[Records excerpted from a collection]
━━━━
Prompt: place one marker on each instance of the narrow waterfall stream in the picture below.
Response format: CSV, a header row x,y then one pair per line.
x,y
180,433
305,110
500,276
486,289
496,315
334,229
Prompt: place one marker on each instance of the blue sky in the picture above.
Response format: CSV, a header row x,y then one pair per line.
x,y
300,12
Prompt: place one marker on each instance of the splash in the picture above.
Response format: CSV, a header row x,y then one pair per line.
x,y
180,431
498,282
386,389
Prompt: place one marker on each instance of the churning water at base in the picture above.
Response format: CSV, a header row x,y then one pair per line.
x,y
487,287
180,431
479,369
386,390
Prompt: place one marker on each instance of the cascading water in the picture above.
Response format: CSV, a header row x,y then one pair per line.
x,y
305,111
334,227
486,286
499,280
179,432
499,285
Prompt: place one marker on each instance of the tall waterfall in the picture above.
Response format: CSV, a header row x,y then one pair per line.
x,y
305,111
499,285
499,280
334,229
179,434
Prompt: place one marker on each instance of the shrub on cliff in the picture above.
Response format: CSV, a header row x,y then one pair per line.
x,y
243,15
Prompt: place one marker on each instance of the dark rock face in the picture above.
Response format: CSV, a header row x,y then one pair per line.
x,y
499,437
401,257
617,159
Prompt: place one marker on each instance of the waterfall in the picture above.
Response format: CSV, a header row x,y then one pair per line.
━━━━
◆ What to produce: Repeat every record exactly as written, please.

◆ Result of this exercise:
Prompt: place one marker on each instance of the narrow waterfall stream in the picture below.
Response format: CSV, a header row x,y then one pair per line.
x,y
180,433
305,110
500,276
486,289
496,315
334,229
Prompt: place one marker on each instance of the blue sky in the picture above.
Response format: CSV, a header row x,y then one pair per line.
x,y
300,12
Prompt: place one marker on each instance of the splash in the picture above.
Response format: CSV, a header row x,y then one pair per line.
x,y
180,431
498,282
386,389
Prompt: place one marker on each instance of the churning water at base in the picture above.
Response format: CSV, a header row x,y then one pair per line.
x,y
487,287
180,431
479,369
386,390
Prompt: place one marker on each instance of the cascading water in the picture above.
Response format: CSV, a header row x,y then one pair per line.
x,y
305,111
334,227
486,286
499,280
179,432
499,285
Prompt: place one marker on each instance of the tall waterfall in the picture above.
Response format: CSV, a header row x,y then one pair per line.
x,y
305,111
499,285
499,280
334,229
179,434
Prompt: place one marker on each instance of the shrub on cliff in the picture above.
Response format: CSV, a header row x,y then one pair per line.
x,y
243,15
Prompt: place one marker on each instance of the dark rock face in the picture above.
Response format: CSV, a header row x,y then one pair per line.
x,y
499,437
401,257
617,159
Prompt: place one marker on each instance of the waterfall in the picture above.
Response format: CSV, a header row x,y then one pair per line.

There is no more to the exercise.